# [Job]
In the forum discussion on roleplaying below, what does one commenter say they had to "forget" about in Fallout 3 in order to play however they wanted?

# [Document text]
═══
I thought roleplaying was removed due to complaints? Was sad to see it go but maybe its better this way if we play the game the same way so we can share in the experience which is better for social media than make our own characters?
no need to eat or drink either. lame.
-so much for hardcoe.
I don't think Bethesda ever claimed this game would be 'hardcoe'. You were misinformed, if you came into this expecting a survival simulation.
Good post. I had to "forget" all about the Amulet in Oblivion and all about Dad in Fallout 3 just in order to play however I want to. I see Bethesda as a sandbox game company and as such I don′t want their games to be linear. If that means I have to ignore seemingly important stuff, then so be it
Based on your opinion, OP, any TES game starting from Morrowind (not so much, but still) has not supported roleplaying, and your character has allways been the chosen one. Especially in Skyrim.
This. The character has a military background, but there is absolutely no description of what that background was: Was the person an officer, enlisted, NCO? Were they a combatant? Support? Command? Intelligence? Special Ops? For all we know, he could have been a desk jockey somewhere with a uniform and was charismatic enough to gain a good civvy job after his service.
Bethesda in the past has created a general mold for the character, but the fine sculpting of everything from their physical appearance to their personality traits is still completely up to the player.
i agree
roleplay is not set by defined parameters.
whereby the protagonist has to be silent etc. etc.
best roleplayers adapt real easy. i have no problems roleplaying in this game.
cant wait for the basic needs type mods and eating and drinking animations, i like they added animation for using stimpacks, im not into rolplaying but i do like to make my character eat drink and sleep but only if it has the animations to go with it. only gonna be possible with mods
Your ability to roleplay is only limited by your imagination and ability to ignore dialog. If you can't ignore the dialog then pretty much any modern rpg is un RPable for you. As for me, I have tons of ideas already.
regarding eating food and stuff, I've already found cooking and eating food to be more of a necessity and more conveniant means to restoring health than relying just on stimpacks.
Actually you can roleplay.
The problem is how scarce good roleplaying possibilities are given by the game.
I currently had one in more than 15 hours gameplay, but then the game give me a lots of possibilities to solve the problem (if you savescummed, cause dialogues are easely locked in this game...).
But it only happened once to me.
═══
# [Material provided]
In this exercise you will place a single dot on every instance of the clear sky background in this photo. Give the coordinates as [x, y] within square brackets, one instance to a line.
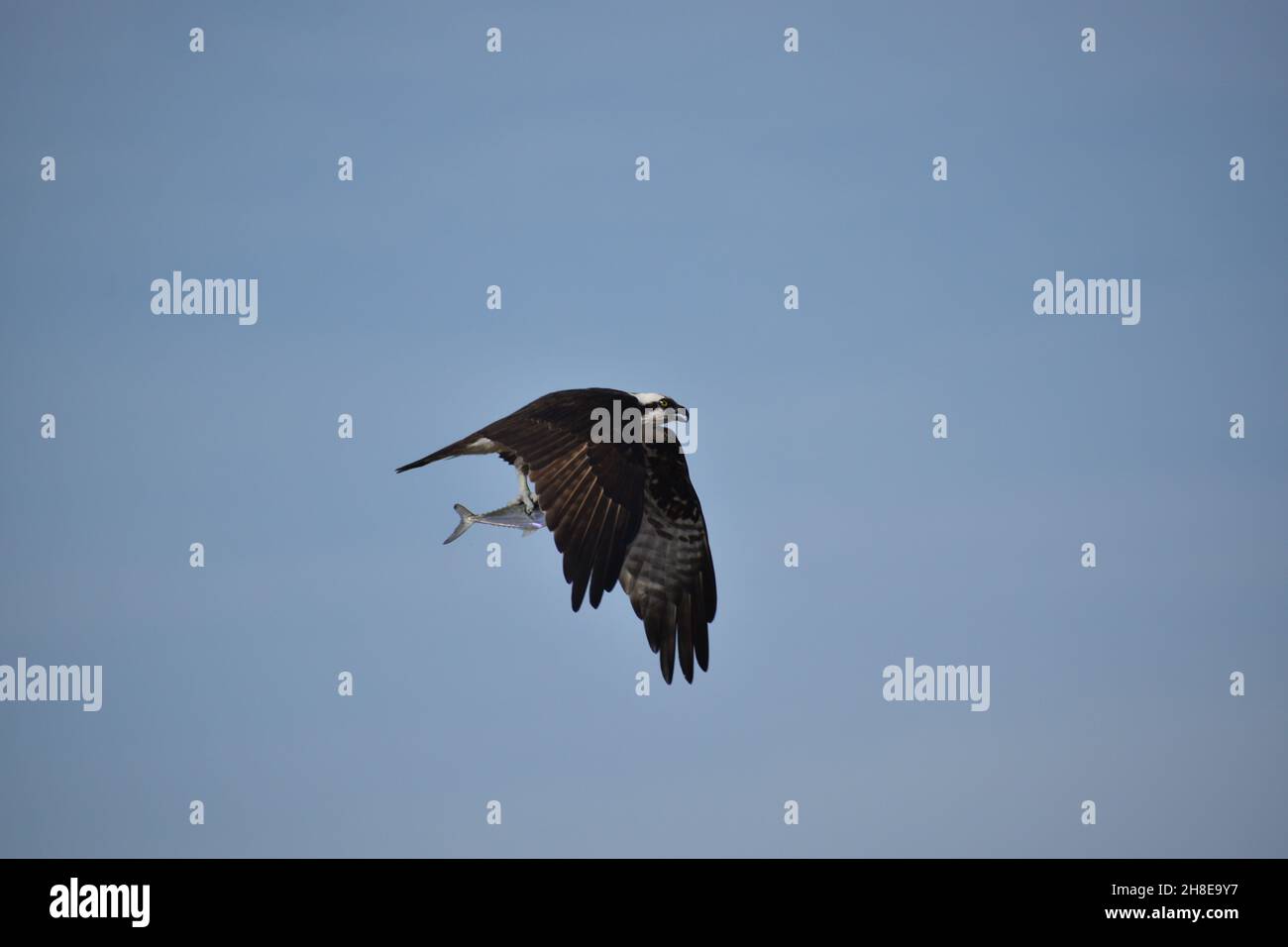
═══
# [Final result]
Dad.